Тепло и приветливо отнеслись к нему и некоторые из поляков, не совсем оправдываемых молодою польской партией за их сочувствие панславизму. Так, например, почтенный профессор Леонард Ходзько, вообще радушно встречавший сербов, чехов и русских, не считаясь с доходившими уже до Парижа ранними слухами о подготовке восстания, представил Лескова своей жене и дал ему возможность провести “очень приятный вечер в его почтенном и прелестном семействе”. На общепринятую на Западе мерку это являлось выражением особого доверия и расположенности, порождаемых особо же серьезною рекомендацией.
Дальше легко создаются приятельские отношения с поэтом Иосифом Фричем, попозже ставшим противником “славянской унии” с царской Россией, но в то время горевший идеей демократического объединения всех славян, и с целым кружком чешских патриотов, как и с несколькими поляками. Дружество день ото дня укреплялось, и с приближением 1863 года чехи пригласили Лескова встречать Новый год с ними вместе.

▶ _Сохранённые записи_
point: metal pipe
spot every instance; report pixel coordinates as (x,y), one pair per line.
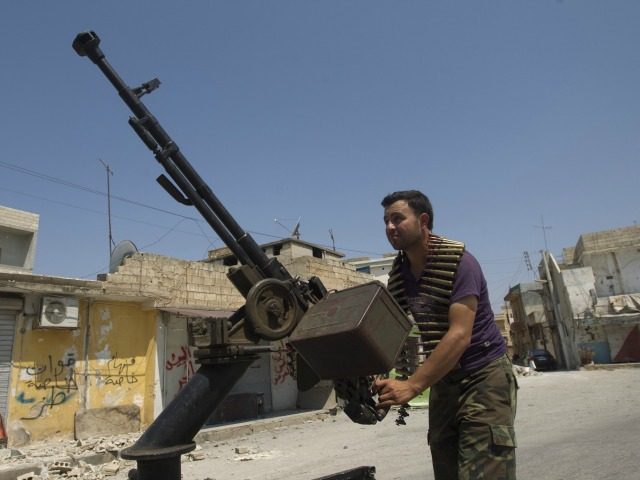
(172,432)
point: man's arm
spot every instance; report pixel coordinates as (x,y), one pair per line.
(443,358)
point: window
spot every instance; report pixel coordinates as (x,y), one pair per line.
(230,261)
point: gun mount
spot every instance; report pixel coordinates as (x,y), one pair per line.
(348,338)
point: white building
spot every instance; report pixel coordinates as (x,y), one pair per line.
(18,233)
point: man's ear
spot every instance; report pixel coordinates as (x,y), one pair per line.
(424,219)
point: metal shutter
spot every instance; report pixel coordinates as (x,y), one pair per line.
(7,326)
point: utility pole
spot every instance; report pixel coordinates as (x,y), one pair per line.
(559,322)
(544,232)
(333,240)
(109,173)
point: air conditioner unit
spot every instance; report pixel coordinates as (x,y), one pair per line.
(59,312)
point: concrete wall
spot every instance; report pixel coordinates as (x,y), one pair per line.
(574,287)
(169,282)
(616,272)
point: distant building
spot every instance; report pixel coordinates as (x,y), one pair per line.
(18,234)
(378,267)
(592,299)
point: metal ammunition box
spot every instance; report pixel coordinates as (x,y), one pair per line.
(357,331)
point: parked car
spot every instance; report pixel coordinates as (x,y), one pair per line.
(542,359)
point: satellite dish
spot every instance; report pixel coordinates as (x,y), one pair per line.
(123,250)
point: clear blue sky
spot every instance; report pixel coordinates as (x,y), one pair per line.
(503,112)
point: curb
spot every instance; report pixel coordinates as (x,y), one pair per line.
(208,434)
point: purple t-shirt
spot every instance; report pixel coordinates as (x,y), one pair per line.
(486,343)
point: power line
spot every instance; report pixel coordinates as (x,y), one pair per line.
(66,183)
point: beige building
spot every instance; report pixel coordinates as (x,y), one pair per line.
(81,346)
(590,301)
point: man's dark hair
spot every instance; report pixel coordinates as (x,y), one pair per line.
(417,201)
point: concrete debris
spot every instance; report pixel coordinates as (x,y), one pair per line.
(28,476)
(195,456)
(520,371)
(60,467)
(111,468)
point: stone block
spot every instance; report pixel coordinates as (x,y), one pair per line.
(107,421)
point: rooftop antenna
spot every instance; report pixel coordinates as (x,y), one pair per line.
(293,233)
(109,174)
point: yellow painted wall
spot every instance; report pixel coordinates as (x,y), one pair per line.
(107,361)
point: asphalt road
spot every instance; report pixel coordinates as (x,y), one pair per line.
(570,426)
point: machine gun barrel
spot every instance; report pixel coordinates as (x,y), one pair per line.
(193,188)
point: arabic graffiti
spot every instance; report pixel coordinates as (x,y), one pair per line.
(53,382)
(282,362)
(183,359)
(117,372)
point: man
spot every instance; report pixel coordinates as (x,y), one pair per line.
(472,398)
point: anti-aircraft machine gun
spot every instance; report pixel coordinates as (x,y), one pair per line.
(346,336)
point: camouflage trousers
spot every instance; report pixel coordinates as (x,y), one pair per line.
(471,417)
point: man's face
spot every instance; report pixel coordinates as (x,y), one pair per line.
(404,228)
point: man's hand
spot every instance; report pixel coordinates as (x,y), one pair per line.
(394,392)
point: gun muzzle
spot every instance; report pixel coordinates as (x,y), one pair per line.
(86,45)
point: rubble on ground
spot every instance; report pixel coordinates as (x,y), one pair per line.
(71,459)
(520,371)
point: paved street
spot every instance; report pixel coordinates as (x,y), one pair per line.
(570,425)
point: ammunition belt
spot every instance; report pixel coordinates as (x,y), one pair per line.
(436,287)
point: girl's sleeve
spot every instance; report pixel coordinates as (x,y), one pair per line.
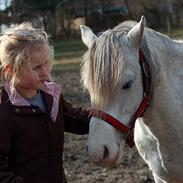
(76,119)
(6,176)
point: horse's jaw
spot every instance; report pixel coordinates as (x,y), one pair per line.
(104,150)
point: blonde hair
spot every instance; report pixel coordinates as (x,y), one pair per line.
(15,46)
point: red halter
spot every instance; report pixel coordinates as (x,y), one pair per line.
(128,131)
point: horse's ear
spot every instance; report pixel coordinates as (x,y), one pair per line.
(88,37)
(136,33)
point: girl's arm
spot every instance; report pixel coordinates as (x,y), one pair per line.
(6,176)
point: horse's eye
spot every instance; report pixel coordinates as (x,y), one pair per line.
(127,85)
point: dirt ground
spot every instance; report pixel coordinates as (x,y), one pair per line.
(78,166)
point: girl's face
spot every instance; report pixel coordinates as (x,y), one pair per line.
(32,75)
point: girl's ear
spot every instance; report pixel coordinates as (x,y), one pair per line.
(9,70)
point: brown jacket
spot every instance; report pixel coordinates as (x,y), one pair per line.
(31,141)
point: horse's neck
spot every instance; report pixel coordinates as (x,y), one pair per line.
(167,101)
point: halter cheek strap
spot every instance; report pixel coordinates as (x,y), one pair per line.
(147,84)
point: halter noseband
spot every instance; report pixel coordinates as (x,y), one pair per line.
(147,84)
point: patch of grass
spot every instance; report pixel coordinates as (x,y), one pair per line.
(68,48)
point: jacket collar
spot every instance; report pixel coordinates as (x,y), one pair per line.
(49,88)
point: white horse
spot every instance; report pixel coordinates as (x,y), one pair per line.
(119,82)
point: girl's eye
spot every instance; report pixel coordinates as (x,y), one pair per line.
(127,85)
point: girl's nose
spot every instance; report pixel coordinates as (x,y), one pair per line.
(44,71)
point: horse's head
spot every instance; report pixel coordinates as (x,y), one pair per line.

▶ _Что сделать_
**A.** Кому, согласно тексту о Лескове, профессор Леонард Ходзько представил Лескова?
**B.** Определите, соответствуют ли тексту о Лескове следующие утверждения, и подтвердите каждый ответ точной цитатой из него.
(i) Поэт Иосиф Фрич с самого начала был противником «славянской унии» с царской Россией.
(ii) С приближением 1863 года чехи пригласили Лескова встречать с ними Новый год.
(iii) Профессор Леонард Ходзько обычно радушно встречал сербов, чехов и русских.

▶ _Ответы на задания_
**A.** Своей жене.

**B.**
(i) Нет: «попозже ставшим противником “славянской унии” с царской Россией, но в то время горевший идеей демократического объединения всех славян».
(ii) Да: «с приближением 1863 года чехи пригласили Лескова встречать Новый год с ними вместе».
(iii) Да: «вообще радушно встречавший сербов, чехов и русских».